*Text*
╭──
Friday brought news, reported on
The Deal Pipeline (subscription required) and elsewhere, that Penske Automotive Group (NYSE:PAG) will buy the Saturn brand from bankrupt General Motors Corp.
For anyone pondering the future of the global auto industry, this is a far more important development than the sale of GM's oddball Hummer brand to a Chinese company that has never made cars (and may not be
allowed to complete the deal anyway). So it's worthwhile catching up with weekend stories in which Roger Penske, the 72-year-old racing-team leader and entrepreneur behind PAG, talks about what he has in mind for Saturn. Running a company that had $10.6 billion in sales last year from 304 auto franchises in the U.S. and the U.K., Penske knows something about selling cars.
Penske will own the Saturn brand and look for manufacturers to supply a network of 350 independently owned Saturn dealerships with products. In a Q&A with USA Today, he recaps the
basic plan: rely on GM for cars until 2011, but get to work immediately on finding a foreign manufacturer. Over time, that manufacturer will start making the cars in the U.S. Previous reports have named South Korea's Renault Samsung Motors as a
leading contender for the role.
╰──
*Records for processing*
╭──
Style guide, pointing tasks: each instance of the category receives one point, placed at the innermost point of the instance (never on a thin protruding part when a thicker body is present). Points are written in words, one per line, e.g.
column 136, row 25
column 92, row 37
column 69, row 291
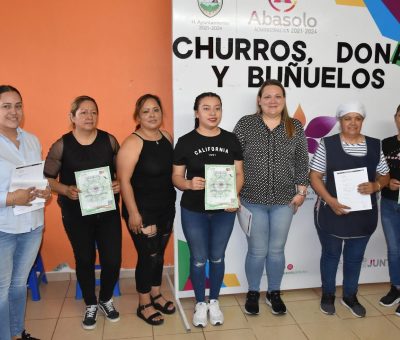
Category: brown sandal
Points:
╰──
*Required tasks*
1 > Answer these from the Saturn article:
(a) How old is Roger Penske, according to the article?
(b) How many independently owned Saturn dealerships are in the network?
(c) Until what year does the plan rely on GM for cars?
2 > Swap "Style guide" for "Annotation rules" in every one of the rows and write those rows out again with nothing else changed. Leave the pictures out of your answer.

*Solutions per task*
1 >
(a) 72
(b) 350
(c) 2011

2 >
Annotation rules, pointing tasks: each instance of the category receives one point, placed at the innermost point of the instance (never on a thin protruding part when a thicker body is present). Points are written in words, one per line, e.g.
column 136, row 25
column 92, row 37
column 69, row 291
Category: brown sandal
Points:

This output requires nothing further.